═══ TEXT PASSAGE ═══

= PIMEX =

PIMEX is one of the so-called video exposure monitoring methods which are used in occupational hygiene practise since their introduction in the mid-1980s. The name PIMEX is an acronym from the words PIcture Mix EXposure, and implies that the method is based on mixing pictures, in this case from a video camera, with data on a worker’s exposure to some agent. The main idea of the method is to make invisible hazards in the work environment visible and in this manner facilitate the reduction of hazards in workplaces.

== Invention ==
The method PIMEX was originally developed in Sweden during the 1980s by Gunnar Rosén and Ing-Marie Andersson. Similar technique was developed also in USA where NIOSH researchers described a technique using a video overlay board and computer program to display, in real-time or after recording of data and video on tape, the measured value as a bar graph and the picture on the computer screen.

Video exposure monitoring has thereafter been further developed and used in a number of countries.

The workers’ knowledge of risks associated with their tasks and, perhaps more importantly, how these risks can be controlled, is essential to improve their health. Applications of the PIMEX methods are various, focusing on work task analysis, training and risk communication, encouraging worker participation in and motivation for improvements in the workplace environment.

== Use ==
PIMEX is used in many different countries. It is a widely used in the Netherlands for risk communication in the field of chemical exposure and it has been proven to be a very strong communication tool. There are more than 100 professional videos made with PIMEx for many different industries. They are all free available. The Dutch Ministry of social affairs developed a new promo video of PIMEX. It demonstrates the function and use of PIMEX with various examples from working environments.

═══

# WHAT YOU ARE ASKED TO DO
Please resume the PIMEX article from where it stops, continuing the section on its use.

═══ STUDY MATERIAL ═══

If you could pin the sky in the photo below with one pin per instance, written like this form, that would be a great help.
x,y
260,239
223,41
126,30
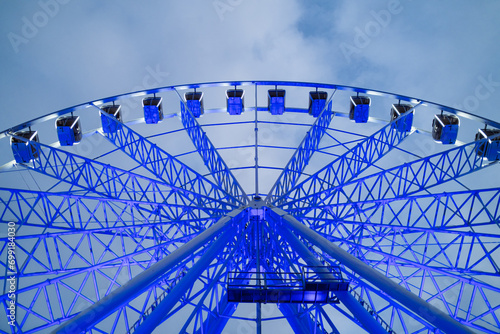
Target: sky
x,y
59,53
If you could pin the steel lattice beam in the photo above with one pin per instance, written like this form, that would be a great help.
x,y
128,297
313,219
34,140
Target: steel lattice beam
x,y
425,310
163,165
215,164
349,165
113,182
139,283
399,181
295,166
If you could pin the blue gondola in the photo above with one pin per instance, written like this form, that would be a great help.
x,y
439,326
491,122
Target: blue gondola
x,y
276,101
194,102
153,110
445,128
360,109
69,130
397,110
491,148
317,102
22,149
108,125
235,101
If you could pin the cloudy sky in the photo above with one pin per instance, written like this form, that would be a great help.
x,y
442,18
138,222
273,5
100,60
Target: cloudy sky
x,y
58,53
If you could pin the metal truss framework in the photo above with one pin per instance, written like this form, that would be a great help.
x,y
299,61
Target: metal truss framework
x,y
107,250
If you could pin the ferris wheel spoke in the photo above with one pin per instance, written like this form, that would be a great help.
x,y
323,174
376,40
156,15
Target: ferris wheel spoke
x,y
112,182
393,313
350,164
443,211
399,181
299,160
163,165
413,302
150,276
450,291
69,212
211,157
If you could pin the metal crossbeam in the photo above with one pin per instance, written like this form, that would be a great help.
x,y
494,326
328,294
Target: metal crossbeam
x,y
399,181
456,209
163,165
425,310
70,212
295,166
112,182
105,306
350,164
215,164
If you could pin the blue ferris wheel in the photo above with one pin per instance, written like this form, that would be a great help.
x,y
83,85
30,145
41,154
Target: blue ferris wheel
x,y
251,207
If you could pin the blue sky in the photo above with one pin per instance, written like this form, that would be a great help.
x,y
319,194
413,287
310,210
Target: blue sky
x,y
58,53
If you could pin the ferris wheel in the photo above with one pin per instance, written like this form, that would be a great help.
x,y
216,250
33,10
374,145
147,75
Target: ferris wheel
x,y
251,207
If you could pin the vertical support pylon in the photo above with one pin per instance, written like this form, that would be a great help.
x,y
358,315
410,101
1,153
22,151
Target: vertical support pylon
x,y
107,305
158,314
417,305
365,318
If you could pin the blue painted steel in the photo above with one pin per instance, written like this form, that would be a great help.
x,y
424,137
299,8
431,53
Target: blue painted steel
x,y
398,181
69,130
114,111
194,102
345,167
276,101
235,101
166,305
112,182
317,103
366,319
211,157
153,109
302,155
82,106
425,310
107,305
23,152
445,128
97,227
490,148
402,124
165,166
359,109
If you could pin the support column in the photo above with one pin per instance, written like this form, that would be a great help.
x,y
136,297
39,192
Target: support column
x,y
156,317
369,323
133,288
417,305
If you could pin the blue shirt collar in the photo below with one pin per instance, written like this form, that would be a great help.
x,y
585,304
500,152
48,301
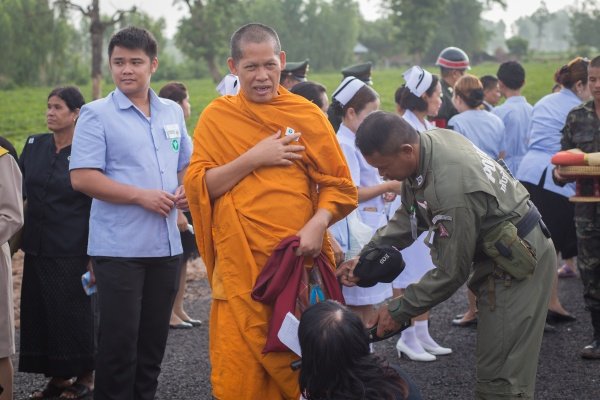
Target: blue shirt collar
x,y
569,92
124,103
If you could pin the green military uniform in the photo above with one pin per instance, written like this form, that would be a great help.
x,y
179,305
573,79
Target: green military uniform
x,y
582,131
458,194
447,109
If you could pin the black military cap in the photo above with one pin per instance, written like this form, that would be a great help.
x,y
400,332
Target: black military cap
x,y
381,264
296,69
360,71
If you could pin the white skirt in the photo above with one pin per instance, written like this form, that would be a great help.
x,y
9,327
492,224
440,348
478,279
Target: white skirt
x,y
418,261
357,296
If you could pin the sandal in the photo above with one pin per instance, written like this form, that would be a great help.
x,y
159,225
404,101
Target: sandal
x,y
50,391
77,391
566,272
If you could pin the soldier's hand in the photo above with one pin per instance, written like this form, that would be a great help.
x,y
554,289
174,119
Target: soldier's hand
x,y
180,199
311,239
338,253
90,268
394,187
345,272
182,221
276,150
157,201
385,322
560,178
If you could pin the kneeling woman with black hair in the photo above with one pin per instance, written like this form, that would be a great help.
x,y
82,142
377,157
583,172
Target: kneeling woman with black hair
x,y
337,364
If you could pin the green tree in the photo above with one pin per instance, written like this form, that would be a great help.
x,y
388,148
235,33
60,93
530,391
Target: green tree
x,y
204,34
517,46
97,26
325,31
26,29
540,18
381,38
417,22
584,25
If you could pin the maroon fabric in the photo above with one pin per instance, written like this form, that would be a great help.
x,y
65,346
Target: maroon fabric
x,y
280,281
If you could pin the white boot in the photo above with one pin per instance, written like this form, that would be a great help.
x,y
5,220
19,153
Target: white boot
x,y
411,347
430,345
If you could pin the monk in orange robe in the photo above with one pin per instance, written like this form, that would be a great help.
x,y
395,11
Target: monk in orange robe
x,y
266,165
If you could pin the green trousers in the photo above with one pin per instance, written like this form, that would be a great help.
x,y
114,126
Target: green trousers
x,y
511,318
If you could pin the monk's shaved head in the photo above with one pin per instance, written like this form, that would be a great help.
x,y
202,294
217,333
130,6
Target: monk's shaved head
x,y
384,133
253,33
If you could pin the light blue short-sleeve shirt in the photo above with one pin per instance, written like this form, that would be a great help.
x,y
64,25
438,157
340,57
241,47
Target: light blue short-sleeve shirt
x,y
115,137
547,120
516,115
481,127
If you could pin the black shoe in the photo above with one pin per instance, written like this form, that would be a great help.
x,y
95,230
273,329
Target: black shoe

═══

# TASK OUTPUT
There are a number of situations where PIMEX has been used:

- To train workers to use PPE and control measurements in the right way;
- To enlarge the knowledge of chemical risks and to motivate workers of management to use safe working procedures or to take measures;
- Workplace analyses (hazard identification);
- Visualization of a good practice method

In the Netherlands, the method is available to small and medium enterprises by the use of a half day workplace analysis or simple videos can be made.

PIMEX is also used to visualize noise, heat stress, nanoparticles, electromagnetic fields and physical load. In the Netherlands there are also videos available that are made for employees in health services who are working with a mobile patient hoist. Such mobile hoists are used to reduce physical overload. The video shows the difference in exposure between using the hoist in the wrong and the correct way, for example when the wheels are in the wrong or right position.